● Fragmento
━━━━━━
Lo que hoy me trae aquí, es el anuncio de la “marcha de los mestizos” que organiza el Comité Nacional de Defensa de la Democracia (Conade) intentando incluir esa categoría en el próximo censo. El nombre de la manifestación me suena a canción de la banda chilena Los Prisioneros, que allá por los 80 cantaba “únanse al baile/de los que sobran/nadie nos va a echar de más/nadie nos quiso ayudar de verdad”.
Los mestizos tienen motivos para sentir que a veces sobran, aunque mestizos seamos todos, pues la mezcla es tan regla y no excepción que lleva a preguntar si, entonces, es preciso medirla. Aun así, lo que me conmovió del anuncio de la protesta fue su rasgo inocuo, tan característico de las “revueltas” bolivianas, que parecen haber agotado su terror a principios de los ochenta. Agitaciones sociales con consignas y arengas que logran solo hacer temblar a cualquier extranjero que pasee por la céntrica calle Sagárnaga y escuche petardos y los gritos de los revoltosos amenazando con mandar al paredón a algún ministro.
━━━━━━
● Datos proporcionados
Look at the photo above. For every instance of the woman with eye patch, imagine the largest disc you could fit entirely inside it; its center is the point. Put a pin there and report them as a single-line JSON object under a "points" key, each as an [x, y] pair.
━━━━━━
● Enunciado
Reproduce sin cambios la parte del fragmento que va de "Los mestizos tienen" a "a algún ministro.", ambos incluidos.

● Respuesta
Los mestizos tienen motivos para sentir que a veces sobran, aunque mestizos seamos todos, pues la mezcla es tan regla y no excepción que lleva a preguntar si, entonces, es preciso medirla. Aun así, lo que me conmovió del anuncio de la protesta fue su rasgo inocuo, tan característico de las “revueltas” bolivianas, que parecen haber agotado su terror a principios de los ochenta. Agitaciones sociales con consignas y arengas que logran solo hacer temblar a cualquier extranjero que pasee por la céntrica calle Sagárnaga y escuche petardos y los gritos de los revoltosos amenazando con mandar al paredón a algún ministro.